Task requirements: Return all the lines below, exactly as they read.
═════ Material to process ═════
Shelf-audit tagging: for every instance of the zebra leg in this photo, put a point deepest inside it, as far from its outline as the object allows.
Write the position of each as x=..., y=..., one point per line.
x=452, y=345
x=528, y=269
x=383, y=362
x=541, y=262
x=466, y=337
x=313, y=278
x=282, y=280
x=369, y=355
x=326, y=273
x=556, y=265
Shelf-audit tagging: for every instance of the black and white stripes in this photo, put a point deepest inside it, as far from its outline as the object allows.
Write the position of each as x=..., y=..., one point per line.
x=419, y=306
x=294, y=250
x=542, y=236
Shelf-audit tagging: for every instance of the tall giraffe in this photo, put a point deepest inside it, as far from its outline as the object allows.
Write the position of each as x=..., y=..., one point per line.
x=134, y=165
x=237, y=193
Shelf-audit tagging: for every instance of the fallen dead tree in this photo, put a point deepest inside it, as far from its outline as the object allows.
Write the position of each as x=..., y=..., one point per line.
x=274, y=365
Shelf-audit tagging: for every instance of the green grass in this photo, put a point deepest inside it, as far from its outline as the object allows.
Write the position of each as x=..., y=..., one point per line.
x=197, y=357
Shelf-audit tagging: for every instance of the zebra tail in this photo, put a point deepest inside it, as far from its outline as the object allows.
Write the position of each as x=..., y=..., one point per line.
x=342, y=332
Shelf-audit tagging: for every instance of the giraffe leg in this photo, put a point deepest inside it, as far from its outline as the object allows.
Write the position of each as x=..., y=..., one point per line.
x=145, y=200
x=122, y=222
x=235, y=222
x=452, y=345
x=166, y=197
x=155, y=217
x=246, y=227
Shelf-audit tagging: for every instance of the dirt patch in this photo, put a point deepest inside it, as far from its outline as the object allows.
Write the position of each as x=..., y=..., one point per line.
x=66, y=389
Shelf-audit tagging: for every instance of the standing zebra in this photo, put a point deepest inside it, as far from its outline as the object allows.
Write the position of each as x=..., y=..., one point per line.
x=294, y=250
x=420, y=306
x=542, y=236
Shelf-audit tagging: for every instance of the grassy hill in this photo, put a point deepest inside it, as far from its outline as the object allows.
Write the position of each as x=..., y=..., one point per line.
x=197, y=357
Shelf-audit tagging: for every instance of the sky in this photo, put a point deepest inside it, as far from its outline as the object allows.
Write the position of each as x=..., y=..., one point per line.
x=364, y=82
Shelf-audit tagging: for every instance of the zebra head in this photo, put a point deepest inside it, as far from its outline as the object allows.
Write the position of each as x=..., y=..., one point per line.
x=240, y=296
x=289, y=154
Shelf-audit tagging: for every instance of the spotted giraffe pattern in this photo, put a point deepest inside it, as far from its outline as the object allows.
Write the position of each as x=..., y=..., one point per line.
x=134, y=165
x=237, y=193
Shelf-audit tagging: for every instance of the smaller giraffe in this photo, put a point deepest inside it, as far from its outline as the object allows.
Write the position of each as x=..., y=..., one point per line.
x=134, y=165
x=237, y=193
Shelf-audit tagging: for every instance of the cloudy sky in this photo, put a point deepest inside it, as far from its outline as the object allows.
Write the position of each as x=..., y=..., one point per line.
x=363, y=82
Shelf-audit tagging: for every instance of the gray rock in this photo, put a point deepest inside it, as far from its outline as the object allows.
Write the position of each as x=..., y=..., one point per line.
═════
Expected output:
Shelf-audit tagging: for every instance of the zebra leg in this photo, put a point deepest inside it, as far from its outline as the object allows.
Write the position of each as x=..., y=..., one point per line.
x=452, y=345
x=528, y=269
x=383, y=362
x=541, y=262
x=466, y=337
x=313, y=278
x=282, y=280
x=369, y=355
x=326, y=273
x=556, y=265
Shelf-audit tagging: for every instance of the black and white stripes in this photo, put a point deepest inside it, as far from its outline as the object allows.
Write the position of each as x=..., y=..., one point per line.
x=419, y=306
x=294, y=250
x=542, y=236
Shelf-audit tagging: for every instance of the tall giraffe in this photo, put a point deepest inside it, as far from its outline as the object allows.
Write the position of each as x=..., y=..., one point per line.
x=134, y=165
x=237, y=193
Shelf-audit tagging: for every instance of the fallen dead tree in this photo, put a point deepest inside it, as far from its outline as the object allows.
Write the position of each as x=..., y=..., one point per line.
x=274, y=365
Shelf-audit tagging: for every instance of the green grass in this photo, put a point deepest inside it, as far from its outline as the object allows.
Write the position of each as x=..., y=..., one point per line.
x=197, y=357
Shelf-audit tagging: for every instance of the zebra tail in this photo, put a point deepest inside it, as far from its outline as the object allows.
Write the position of each as x=..., y=..., one point per line.
x=342, y=332
Shelf-audit tagging: for every instance of the giraffe leg in this photo, put a point deepest inside it, as far from its outline as the object allows.
Write the position of each as x=..., y=..., one point per line.
x=145, y=200
x=122, y=222
x=235, y=222
x=452, y=345
x=166, y=197
x=155, y=217
x=246, y=227
Shelf-audit tagging: for every instance of the dirt patch in this photo, put a point deepest inside it, as far from its outline as the object allows.
Write the position of each as x=..., y=..., one point per line.
x=66, y=389
Shelf-audit tagging: for every instance of the standing zebra in this photo, put a point deepest inside it, as far from its outline as the object allows.
Write the position of each as x=..., y=..., one point per line.
x=294, y=250
x=420, y=306
x=542, y=236
Shelf-audit tagging: for every instance of the grassy hill in this photo, put a point deepest inside it, as far from its outline as the object allows.
Write the position of each as x=..., y=..., one point per line.
x=197, y=357
Shelf-audit tagging: for every instance of the sky in this photo, put a point deepest inside it, as far from its outline as the object allows.
Write the position of each as x=..., y=..., one point per line.
x=364, y=82
Shelf-audit tagging: for every instance of the zebra head in this photo, put a point deepest inside it, as far from its outline as the object allows.
Write the position of each as x=..., y=..., one point per line.
x=240, y=296
x=289, y=154
Shelf-audit tagging: for every instance of the spotted giraffe pattern in this photo, put a point deepest inside it, as far from its outline as the object allows.
Write the position of each as x=..., y=..., one point per line.
x=134, y=165
x=237, y=193
Shelf-audit tagging: for every instance of the smaller giraffe in this photo, put a point deepest inside it, as far from its outline as the object allows.
Write the position of each as x=..., y=..., one point per line.
x=134, y=165
x=237, y=193
Shelf-audit tagging: for every instance of the cloudy sky in this photo, put a point deepest inside it, as far from its outline as the object allows.
Write the position of each as x=..., y=..., one point per line.
x=363, y=82
Shelf-audit tagging: for every instance of the gray rock in this photo, put a point deepest inside it, as far from its outline as the object allows.
Write the position of each as x=..., y=..., one point per line.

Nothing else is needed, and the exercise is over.